**EXTRAIT:**
━━━━━━━━━━
Par Nicolas de Lamberterie.
« Lovas est mort »
« Lovas est mort ». Ce sont ces trois mots terribles
aux apparences surréalistes qui m’ont réveillé le mardi 12 juin 2018.
Comment croire cela possible alors que deux semaines avant sa mort,
j’avais encore vu István Lovas – auteur et journaliste de renom en
Hongrie – plein d’énergie, buvant, riant et parlant comme un jeune homme
malgré ses 72 ans ? Et pourtant…
La veille au soir, il n’était pas au Sajtóklub (Club
de presse). Cette émission hebdomadaire du lundi soir est diffusée sur
la chaîne pro-gouvernementale Echo TV et rassemble quatre journalistes
et publicistes hongrois qui commentent l’actualité de la Hongrie et du
monde. L’émission est née de sa volonté au début des années 2000, a
connu divers arrêts et reprises, pour revenir aujourd’hui dans le
paysage télévisé hongrois.
━━━━━━━━━━
**DONNÉES:**
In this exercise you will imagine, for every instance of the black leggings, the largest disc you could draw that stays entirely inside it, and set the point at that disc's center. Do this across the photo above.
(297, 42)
━━━━━━━━━━
**À FAIRE:**
1. D'après le texte sur István Lovas, les affirmations suivantes sont-elles justes ? Répondez par oui ou non, avec les mots exacts du texte qui le prouvent. (a) István Lovas avait 72 ans. (b) Le Sajtóklub passe à l'antenne le mardi soir. (c) L'émission réunit quatre journalistes et publicistes.
2. Recopiez à l'identique le passage du texte sur István Lovas qui commence aux mots « Comment croire cela » et finit après « paysage télévisé hongrois. ».
3. Écrivez la suite du texte sur István Lovas, à partir de sa dernière phrase.
Les lignes n'ont aucun lien avec le texte.

**CORRIGÉ:**
1.
(a) Oui : « malgré ses 72 ans ».
(b) Non : « Cette émission hebdomadaire du lundi soir ».
(c) Oui : « rassemble quatre journalistes et publicistes hongrois ».

2.
Comment croire cela possible alors que deux semaines avant sa mort,
j’avais encore vu István Lovas – auteur et journaliste de renom en
Hongrie – plein d’énergie, buvant, riant et parlant comme un jeune homme
malgré ses 72 ans ? Et pourtant…
La veille au soir, il n’était pas au Sajtóklub (Club
de presse). Cette émission hebdomadaire du lundi soir est diffusée sur
la chaîne pro-gouvernementale Echo TV et rassemble quatre journalistes
et publicistes hongrois qui commentent l’actualité de la Hongrie et du
monde. L’émission est née de sa volonté au début des années 2000, a
connu divers arrêts et reprises, pour revenir aujourd’hui dans le
paysage télévisé hongrois.

3.
Pista (diminutif de István), pilier historique de
cette émission depuis ses débuts, était souvent la voix la plus
indépendante et la plus dissonante de cette émission. Il était sans
concession et ne craignait pas d’être peu commode, y compris envers la
famille politique dont il était proche.
Il alimentait les téléspectateurs de ses analyses et
informations sur le monde, fort de sa spécialisation sur les questions
internationales, des dix langues qu’il savait lire et de sa vision
multipolaire du monde, dans une opposition aussi farouche à l’atlantisme
unipolaire qu’il avait été opposé au communisme, ce qui l’avait conduit
en prison dans la Hongrie communiste.
Pista n’est pas là…
Lundi soir. Sajtóklub. Pista n’est pas là… Je pensais
que cela faisait suite au scandale des échanges houleux qu’il avait eu
quelques jours auparavant avec le député libéral hongrois (LMP) Péter
Ungár, suite à la prise de position du LMP en faveur du maintien des
sanctions de l’UE contre la Russie.
Avait-il eu un coup de fatigue suite à ce scandale ?
Avait-il de sa propre initiative choisi de se faire oublier quelques
jours ? Avait-il reçu ordre de ne pas aller au studio d’enregistrement ?
Ces questions me traversaient l’esprit. Je pensais l’appeler ce mardi
pour lui demander, ne sachant pas qu’il s’en était déjà allé. Ne sachant
pas que « Lovas est mort ».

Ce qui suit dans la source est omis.